◆ **Aim of the exercise**: Pick out each line in the records below that contains the word "gravel" and copy those lines.

[START OF Dataset]

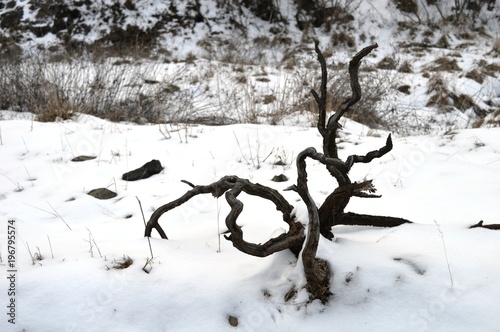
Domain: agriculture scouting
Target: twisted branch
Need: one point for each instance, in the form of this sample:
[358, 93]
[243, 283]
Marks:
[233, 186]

[END OF Dataset]
[START OF Dataset]

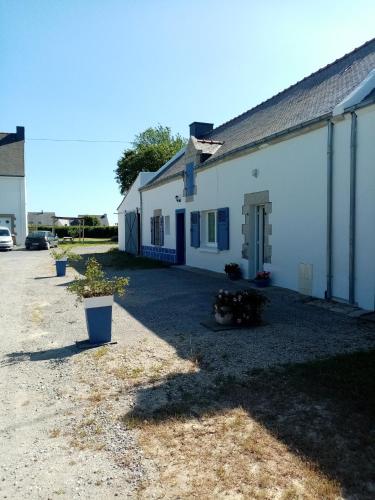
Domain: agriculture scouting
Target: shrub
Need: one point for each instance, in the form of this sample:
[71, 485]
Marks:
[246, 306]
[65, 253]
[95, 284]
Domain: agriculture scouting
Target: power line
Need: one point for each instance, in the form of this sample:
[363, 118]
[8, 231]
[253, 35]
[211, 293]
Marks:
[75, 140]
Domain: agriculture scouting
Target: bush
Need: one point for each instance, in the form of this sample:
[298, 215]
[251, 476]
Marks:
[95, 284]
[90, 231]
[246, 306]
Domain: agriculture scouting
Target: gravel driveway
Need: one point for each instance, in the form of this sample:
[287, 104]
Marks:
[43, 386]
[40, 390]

[END OF Dataset]
[START OF Dataset]

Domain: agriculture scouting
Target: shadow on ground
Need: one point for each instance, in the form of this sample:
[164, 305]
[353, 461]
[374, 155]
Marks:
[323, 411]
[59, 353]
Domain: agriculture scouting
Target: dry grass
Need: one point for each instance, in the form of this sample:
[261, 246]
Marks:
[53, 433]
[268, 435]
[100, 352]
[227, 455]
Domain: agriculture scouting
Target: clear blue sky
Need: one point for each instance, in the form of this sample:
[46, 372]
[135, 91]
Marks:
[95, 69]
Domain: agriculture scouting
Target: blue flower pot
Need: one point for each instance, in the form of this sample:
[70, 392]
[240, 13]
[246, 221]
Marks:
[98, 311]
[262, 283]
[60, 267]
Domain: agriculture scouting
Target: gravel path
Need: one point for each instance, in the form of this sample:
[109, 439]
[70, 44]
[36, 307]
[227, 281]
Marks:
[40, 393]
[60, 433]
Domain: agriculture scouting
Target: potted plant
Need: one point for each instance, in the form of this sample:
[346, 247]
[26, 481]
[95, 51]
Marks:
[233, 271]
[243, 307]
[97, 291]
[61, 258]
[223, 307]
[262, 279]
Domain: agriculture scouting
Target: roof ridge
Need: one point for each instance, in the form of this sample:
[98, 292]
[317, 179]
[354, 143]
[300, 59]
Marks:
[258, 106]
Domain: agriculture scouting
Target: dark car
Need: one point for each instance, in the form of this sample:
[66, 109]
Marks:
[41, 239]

[END OF Dataset]

◆ **Task result**:
Target: gravel driveway
Target: gravel path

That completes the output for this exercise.